## SHORT EXERCISE
Copy every line of the data below word for word.
#### GIVEN DATA
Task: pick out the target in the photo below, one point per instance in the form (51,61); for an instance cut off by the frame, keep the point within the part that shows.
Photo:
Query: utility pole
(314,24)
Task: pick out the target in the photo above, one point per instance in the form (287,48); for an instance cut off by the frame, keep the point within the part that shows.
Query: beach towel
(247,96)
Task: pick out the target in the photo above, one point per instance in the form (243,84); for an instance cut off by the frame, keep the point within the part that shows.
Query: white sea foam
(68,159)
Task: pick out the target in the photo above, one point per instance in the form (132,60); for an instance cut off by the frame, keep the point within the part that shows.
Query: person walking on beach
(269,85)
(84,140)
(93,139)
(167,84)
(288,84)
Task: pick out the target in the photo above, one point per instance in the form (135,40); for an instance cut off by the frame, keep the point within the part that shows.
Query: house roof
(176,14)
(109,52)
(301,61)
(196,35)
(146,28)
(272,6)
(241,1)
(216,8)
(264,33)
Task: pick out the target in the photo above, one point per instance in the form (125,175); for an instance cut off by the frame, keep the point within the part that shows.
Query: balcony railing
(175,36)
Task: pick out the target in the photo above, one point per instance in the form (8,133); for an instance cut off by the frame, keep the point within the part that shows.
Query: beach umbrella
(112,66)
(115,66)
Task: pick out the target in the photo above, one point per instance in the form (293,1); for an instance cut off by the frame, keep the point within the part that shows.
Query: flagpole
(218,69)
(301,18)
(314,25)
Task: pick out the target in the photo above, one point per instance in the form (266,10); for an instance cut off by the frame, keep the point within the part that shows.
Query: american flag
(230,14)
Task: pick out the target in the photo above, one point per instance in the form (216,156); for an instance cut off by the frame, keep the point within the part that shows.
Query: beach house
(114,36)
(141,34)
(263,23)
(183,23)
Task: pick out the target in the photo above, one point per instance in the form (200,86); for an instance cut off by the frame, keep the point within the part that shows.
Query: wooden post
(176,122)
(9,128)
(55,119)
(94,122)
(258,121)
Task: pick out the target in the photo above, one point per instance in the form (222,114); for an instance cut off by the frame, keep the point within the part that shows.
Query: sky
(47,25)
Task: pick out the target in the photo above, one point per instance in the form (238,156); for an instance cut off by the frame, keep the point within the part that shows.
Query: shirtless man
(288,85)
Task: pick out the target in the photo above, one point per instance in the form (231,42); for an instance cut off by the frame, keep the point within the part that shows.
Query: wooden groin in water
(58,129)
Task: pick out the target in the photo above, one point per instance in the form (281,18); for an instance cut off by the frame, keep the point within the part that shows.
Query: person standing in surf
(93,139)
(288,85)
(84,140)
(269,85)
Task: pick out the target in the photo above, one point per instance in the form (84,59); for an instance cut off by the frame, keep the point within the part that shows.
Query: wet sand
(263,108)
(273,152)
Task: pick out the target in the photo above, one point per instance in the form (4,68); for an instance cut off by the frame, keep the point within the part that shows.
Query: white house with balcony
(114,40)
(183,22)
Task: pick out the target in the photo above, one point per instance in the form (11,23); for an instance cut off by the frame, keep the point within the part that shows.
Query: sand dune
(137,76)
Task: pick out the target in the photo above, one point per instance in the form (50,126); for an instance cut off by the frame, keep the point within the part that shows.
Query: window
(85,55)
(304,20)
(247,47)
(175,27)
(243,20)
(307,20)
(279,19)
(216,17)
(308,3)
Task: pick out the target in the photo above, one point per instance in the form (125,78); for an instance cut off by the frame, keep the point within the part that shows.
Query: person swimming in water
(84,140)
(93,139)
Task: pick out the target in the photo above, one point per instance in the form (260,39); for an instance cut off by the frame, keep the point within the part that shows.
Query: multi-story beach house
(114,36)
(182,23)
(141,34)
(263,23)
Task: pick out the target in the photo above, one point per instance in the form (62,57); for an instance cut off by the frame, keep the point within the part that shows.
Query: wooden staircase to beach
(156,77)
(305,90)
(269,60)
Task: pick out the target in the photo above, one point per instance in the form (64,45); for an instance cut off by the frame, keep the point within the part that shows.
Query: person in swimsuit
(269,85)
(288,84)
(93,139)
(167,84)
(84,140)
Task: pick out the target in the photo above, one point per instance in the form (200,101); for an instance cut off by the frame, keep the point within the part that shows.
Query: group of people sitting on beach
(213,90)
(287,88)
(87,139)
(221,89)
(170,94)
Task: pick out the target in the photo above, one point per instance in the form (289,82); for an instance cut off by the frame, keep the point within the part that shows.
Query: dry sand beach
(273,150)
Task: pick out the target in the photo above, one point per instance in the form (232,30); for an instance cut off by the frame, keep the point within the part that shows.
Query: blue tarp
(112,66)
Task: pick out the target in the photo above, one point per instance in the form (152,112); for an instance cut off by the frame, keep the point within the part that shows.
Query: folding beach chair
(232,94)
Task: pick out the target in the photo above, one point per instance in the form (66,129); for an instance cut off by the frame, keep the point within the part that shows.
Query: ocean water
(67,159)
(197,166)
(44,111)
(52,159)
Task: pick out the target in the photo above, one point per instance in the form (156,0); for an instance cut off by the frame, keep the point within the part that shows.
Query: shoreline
########
## TASK SOLUTION
Task: pick out the target in the photo below, one point per instance in the form (51,61); for an instance cut off by the frame, keep the point within the part that shows.
Photo:
Query: utility pole
(314,24)
Task: pick out the target in the photo above, one point per instance in the form (287,48); for an instance cut off by the frame, keep the point within the part that shows.
Query: beach towel
(247,96)
Task: pick out the target in the photo above, one point per instance in the form (243,84); for an instance cut off by the frame, keep the point within the part that shows.
Query: white sea foam
(68,159)
Task: pick out the target in the photo above, one point per instance in the form (132,60); for an instance cut off by the frame, keep the point within the part that shows.
Query: person walking on beach
(269,85)
(84,140)
(93,139)
(167,84)
(288,84)
Task: pick out the target in the photo above, one point per instance in the form (135,40); for an instance cut off by the frame, keep the point within the part that shows.
Query: house roof
(176,14)
(109,52)
(301,61)
(196,35)
(146,28)
(272,6)
(241,1)
(216,8)
(264,33)
Task: pick out the target in the photo above, one point per instance in the form (125,175); for an instance cut off by the frame, keep the point within the part that shows.
Query: balcony railing
(175,36)
Task: pick out the target in the photo above, one point per instance in the form (8,133); for an instance cut off by the frame, keep the point within the part that shows.
Query: beach umbrella
(112,66)
(115,66)
Task: pick out the target in the photo above, one point per instance in the form (293,1); for an instance cut off by the frame, keep the point within the part that shows.
Query: flagpole
(218,69)
(301,18)
(314,25)
Task: pick out the target in the photo above, one point per instance in the form (266,10); for an instance cut off by the frame, keep the point within the part that shows.
Query: american flag
(230,14)
Task: pick out the target in the photo above, one point per instance in the form (216,156); for an instance cut off by the frame, keep the point within the part that shows.
Query: beach house
(114,36)
(141,34)
(263,23)
(183,23)
Task: pick out the target in the photo above, one point per instance in the form (200,86); for an instance cut off by the frame, keep the point within the part that shows.
Query: wooden post
(176,122)
(9,128)
(55,119)
(94,122)
(258,121)
Task: pick out the target in the photo above, one point per instance in the form (222,114); for an instance cut off by the frame, keep the point within the part that shows.
Query: sky
(47,25)
Task: pick out the target in the photo above, one point per instance in the form (238,156); for an instance cut off by the frame, keep the point within the part that shows.
Query: shirtless man
(288,85)
Task: pick out the target in the photo above, one point per instance in the form (231,42); for an instance cut off by the frame, keep the point within the part that shows.
Query: wooden groin in water
(58,129)
Task: pick out the target in the photo above, one point per instance in the form (281,18); for an instance cut off by the frame, keep the point within the part that shows.
Query: person standing in surf
(93,139)
(288,85)
(84,140)
(269,85)
Task: pick out the target in the photo above, one point per instance in the form (84,59); for an instance cut off by the frame, keep the point within the part that shows.
Query: wet sand
(263,108)
(273,152)
Task: pick out the target in the photo above, one point per instance in the form (4,68); for an instance cut off by the frame, keep the point within the part that shows.
Query: white house with balcony
(114,40)
(183,22)
Task: pick out the target in the photo above, one point per instance in the form (11,23); for an instance cut off by the frame, keep the point within the part that shows.
Query: sand dune
(137,76)
Task: pick out the target in the photo above, one point per instance in the form (50,126); for an instance cut off by the frame, keep the point within the part that shows.
Query: window
(85,55)
(304,20)
(247,47)
(175,27)
(243,20)
(307,20)
(279,19)
(216,17)
(308,3)
Task: pick out the target in the photo above, one point per instance in the form (125,78); for an instance cut off by the frame, keep the point within the part that shows.
Query: person swimming in water
(84,140)
(93,139)
Task: pick out the target in the photo above, one point per instance in the form (260,39); for an instance cut off by the frame, keep the point within the part that shows.
Query: multi-story beach house
(114,36)
(182,23)
(141,34)
(263,23)
Task: pick out the target in the photo above, one point per instance in the form (62,57); for an instance cut off by the frame, keep the point within the part that shows.
Query: wooden staircase to beach
(156,77)
(305,90)
(269,60)
Task: pick out the target in the photo above, one point per instance in the form (64,45); for an instance cut off by the frame, keep the point within the part that shows.
Query: person in swimsuit
(269,85)
(288,84)
(93,139)
(167,84)
(84,140)
Task: pick out the target in the photo above, one point per instance in the form (200,101); for an instance cut off by the frame, keep the point within the part that shows.
Query: group of people sitting on beach
(213,90)
(287,88)
(87,139)
(221,89)
(170,94)
Task: pick out the target in the photo above, one point per instance in the form (289,82); for an instance cut off by the frame, keep the point within the part that shows.
Query: dry sand beach
(273,150)
Task: pick out the target in the photo above, one point per instance in the form (232,30); for an instance cut off by the frame, keep the point within the part that shows.
Query: blue tarp
(112,66)
Task: pick out the target in the photo above, one point per instance in the form (152,112); for an instance cut off by the frame, keep the point within the part that shows.
Query: folding beach chair
(232,94)
Task: pick out the target in the photo above, one point per instance in the form (66,129); for an instance cut off by the frame, keep the point within the part that shows.
Query: ocean water
(67,159)
(197,166)
(44,111)
(52,159)
Task: pick out the target in the photo above, one point per instance in the form (156,0); for an instance cut off by the frame, keep the point within the part that shows.
Query: shoreline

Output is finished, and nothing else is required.